Using the entries below, output exactly the line containing "Exercise. Put one point on each instance of the entrance" and all lines that follow it to the end.
-------
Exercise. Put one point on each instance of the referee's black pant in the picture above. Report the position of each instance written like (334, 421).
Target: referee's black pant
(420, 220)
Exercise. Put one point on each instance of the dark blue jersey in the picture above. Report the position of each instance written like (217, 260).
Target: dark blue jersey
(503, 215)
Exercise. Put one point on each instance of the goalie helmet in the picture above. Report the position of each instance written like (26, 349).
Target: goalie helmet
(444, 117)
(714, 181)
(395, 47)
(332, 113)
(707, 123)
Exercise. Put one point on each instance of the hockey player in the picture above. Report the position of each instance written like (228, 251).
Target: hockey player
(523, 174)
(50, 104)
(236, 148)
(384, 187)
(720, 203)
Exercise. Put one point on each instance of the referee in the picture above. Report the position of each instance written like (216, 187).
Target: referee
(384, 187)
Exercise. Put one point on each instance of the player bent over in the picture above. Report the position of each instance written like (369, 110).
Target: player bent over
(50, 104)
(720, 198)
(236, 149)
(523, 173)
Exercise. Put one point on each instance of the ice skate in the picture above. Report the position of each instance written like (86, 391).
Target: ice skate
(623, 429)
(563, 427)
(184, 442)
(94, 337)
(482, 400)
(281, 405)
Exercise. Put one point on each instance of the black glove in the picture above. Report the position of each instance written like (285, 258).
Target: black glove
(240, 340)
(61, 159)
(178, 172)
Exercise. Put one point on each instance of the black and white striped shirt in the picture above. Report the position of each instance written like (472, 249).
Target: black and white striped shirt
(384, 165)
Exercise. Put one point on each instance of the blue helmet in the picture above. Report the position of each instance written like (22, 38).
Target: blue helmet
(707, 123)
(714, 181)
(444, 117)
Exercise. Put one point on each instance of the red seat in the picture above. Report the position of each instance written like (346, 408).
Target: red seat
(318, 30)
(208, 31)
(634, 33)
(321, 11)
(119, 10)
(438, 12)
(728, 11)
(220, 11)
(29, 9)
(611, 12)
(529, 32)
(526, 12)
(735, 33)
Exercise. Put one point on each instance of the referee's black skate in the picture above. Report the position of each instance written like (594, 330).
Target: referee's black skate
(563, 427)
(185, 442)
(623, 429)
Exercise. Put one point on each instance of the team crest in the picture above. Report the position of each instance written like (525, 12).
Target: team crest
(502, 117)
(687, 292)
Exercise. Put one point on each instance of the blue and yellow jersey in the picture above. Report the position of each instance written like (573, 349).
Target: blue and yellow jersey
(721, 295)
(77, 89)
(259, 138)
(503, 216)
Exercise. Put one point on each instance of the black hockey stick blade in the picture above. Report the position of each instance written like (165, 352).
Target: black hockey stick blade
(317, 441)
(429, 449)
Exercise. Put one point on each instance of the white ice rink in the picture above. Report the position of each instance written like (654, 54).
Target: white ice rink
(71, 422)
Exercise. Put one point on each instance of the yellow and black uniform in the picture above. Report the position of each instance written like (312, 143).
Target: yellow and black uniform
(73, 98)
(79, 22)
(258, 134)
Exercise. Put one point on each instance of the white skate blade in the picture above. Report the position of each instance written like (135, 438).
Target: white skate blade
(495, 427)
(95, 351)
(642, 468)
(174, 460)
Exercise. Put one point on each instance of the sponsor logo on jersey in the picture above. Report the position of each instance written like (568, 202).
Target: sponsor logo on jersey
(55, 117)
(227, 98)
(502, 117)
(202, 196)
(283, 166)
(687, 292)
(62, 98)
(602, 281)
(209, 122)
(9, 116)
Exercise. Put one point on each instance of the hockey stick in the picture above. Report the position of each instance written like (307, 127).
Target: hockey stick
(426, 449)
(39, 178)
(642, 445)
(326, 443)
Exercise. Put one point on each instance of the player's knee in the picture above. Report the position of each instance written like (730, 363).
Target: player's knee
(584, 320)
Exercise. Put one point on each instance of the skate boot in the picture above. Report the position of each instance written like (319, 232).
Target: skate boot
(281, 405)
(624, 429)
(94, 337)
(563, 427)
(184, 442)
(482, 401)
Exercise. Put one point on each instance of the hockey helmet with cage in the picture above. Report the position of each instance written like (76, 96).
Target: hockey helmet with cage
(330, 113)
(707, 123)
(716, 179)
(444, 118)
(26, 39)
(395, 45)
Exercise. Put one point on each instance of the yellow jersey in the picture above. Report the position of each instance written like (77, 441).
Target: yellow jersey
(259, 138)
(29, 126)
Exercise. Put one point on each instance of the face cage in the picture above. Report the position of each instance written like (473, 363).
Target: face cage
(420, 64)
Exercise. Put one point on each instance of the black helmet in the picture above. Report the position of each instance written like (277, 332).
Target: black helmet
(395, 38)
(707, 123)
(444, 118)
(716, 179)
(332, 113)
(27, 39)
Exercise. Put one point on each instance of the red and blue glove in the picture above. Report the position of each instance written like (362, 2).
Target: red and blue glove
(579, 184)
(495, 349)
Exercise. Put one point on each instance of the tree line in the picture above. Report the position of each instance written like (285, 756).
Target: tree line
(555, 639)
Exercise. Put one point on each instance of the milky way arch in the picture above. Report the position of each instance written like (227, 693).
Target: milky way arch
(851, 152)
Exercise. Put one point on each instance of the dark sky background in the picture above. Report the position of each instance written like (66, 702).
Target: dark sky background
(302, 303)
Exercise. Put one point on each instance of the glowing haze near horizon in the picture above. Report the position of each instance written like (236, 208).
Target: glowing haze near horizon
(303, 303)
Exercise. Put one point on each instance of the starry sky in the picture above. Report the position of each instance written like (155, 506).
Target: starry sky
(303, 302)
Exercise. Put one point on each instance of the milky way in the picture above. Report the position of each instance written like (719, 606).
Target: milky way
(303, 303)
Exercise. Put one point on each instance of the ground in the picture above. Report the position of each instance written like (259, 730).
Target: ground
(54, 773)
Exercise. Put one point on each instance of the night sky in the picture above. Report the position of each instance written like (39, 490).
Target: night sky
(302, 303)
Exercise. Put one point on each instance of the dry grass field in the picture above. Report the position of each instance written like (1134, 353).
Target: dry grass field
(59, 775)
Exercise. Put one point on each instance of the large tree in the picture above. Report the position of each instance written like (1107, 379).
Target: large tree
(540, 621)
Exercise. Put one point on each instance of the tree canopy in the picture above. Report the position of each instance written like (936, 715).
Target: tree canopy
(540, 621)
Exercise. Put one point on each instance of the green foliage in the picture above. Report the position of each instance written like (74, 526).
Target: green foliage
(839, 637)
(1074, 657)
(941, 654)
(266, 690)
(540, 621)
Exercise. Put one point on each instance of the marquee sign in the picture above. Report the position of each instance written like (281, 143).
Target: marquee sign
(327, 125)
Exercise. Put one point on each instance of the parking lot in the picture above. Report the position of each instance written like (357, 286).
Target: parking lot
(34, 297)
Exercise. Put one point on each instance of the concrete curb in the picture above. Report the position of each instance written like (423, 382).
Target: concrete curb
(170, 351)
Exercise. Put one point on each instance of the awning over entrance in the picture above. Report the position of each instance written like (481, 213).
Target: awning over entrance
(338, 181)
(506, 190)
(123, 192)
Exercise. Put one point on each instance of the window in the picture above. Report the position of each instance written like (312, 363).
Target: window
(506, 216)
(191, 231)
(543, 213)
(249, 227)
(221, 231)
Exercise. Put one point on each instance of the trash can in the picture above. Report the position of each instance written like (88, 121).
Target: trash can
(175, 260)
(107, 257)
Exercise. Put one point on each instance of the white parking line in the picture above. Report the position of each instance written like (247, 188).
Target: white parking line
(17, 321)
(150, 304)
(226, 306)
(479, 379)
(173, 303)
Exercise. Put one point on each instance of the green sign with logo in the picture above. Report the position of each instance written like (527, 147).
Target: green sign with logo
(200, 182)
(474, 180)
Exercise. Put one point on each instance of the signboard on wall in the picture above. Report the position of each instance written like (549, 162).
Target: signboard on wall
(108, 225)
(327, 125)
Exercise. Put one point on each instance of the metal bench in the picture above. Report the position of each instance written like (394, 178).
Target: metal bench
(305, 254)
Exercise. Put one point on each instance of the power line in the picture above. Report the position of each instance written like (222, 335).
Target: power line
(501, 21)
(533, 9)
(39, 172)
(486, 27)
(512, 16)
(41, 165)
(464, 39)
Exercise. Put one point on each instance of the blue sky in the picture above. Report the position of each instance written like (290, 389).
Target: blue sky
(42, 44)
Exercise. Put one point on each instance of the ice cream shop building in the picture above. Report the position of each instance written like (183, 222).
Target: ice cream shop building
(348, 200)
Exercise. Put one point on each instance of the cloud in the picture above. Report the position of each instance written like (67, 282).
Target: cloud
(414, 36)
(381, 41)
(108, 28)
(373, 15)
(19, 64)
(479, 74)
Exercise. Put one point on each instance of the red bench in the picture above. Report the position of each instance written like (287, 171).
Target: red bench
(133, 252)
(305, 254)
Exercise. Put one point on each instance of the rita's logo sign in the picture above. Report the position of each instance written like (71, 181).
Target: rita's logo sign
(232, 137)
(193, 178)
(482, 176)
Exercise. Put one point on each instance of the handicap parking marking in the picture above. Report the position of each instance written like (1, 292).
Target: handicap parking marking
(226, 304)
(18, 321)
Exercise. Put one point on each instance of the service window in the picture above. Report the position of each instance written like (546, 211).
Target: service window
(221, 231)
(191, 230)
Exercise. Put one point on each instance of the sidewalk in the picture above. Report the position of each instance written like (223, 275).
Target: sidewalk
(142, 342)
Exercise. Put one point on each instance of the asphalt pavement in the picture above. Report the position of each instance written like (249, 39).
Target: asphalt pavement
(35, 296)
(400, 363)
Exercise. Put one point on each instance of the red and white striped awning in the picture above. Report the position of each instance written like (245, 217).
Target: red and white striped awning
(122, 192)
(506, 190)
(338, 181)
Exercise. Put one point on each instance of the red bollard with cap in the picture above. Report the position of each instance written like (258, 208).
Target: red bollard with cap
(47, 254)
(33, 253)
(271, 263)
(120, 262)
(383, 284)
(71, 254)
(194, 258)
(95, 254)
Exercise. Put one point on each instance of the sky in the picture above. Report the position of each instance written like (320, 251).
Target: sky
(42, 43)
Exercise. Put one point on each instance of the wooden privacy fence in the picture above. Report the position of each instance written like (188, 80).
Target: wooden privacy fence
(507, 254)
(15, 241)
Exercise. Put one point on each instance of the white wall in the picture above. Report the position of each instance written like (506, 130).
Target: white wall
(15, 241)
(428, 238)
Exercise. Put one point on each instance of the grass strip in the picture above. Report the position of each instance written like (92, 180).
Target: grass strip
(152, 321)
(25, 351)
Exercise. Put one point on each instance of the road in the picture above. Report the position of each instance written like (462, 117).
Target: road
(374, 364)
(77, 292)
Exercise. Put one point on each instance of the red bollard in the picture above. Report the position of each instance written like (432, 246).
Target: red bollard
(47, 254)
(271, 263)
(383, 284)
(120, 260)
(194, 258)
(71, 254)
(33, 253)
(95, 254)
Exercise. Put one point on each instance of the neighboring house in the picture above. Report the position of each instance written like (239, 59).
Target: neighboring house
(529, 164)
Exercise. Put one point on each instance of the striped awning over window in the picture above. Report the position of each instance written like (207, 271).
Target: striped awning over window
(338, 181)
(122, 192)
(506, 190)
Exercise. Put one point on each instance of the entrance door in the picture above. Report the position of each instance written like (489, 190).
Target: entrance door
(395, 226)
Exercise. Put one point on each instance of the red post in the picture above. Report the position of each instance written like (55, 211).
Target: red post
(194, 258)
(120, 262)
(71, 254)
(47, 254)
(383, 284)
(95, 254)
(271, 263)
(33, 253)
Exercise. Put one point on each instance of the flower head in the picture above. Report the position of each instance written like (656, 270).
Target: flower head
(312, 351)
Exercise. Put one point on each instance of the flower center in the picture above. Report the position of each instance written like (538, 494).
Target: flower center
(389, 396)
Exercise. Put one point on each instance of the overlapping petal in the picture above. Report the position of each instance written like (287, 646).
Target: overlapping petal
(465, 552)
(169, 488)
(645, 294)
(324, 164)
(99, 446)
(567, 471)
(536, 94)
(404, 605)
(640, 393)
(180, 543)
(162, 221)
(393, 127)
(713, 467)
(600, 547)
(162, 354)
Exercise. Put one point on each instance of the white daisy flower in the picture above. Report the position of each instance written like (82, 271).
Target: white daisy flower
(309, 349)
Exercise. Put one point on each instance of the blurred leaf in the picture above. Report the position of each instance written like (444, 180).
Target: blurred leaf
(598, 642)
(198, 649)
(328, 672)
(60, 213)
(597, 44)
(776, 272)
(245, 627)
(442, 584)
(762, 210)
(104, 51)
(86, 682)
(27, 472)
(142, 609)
-------
▸ **The result**:
Exercise. Put one point on each instance of the entrance door in the picture above. Report the position of each instance written like (489, 190).
Target: entrance door
(395, 226)
Exercise. Put one point on each instance of the red post in the picture above. Report the position of each instance written like (55, 211).
Target: red post
(194, 258)
(120, 262)
(71, 254)
(47, 254)
(383, 284)
(95, 254)
(271, 263)
(33, 253)
Exercise. Put one point on each instance of the flower head in the picture above. Report the position of each instance written like (656, 270).
Target: flower head
(312, 351)
Exercise. Put one point on each instance of the flower center in the picture above. Report the position of each instance written like (538, 494).
Target: flower center
(389, 396)
Exercise. Put one point on each instance of the overlapping petal in the picture above. Report the position of each instance written like (287, 646).
Target: overlapping petal
(465, 552)
(169, 488)
(645, 294)
(324, 164)
(99, 446)
(567, 471)
(536, 94)
(404, 605)
(640, 393)
(180, 543)
(162, 221)
(393, 127)
(713, 467)
(600, 547)
(162, 354)
Exercise. Put one point on each instance of the white daisy flower in the picture above. Report the position of each instance written like (82, 271).
Target: white daisy flower
(309, 349)
Exercise. Put one point on each instance of the blurred leaf in the picture above. Report the position of each instance written like (444, 180).
Target: blurred leaf
(598, 642)
(198, 649)
(328, 672)
(60, 213)
(597, 44)
(776, 272)
(245, 627)
(442, 584)
(762, 210)
(104, 51)
(86, 682)
(27, 472)
(142, 609)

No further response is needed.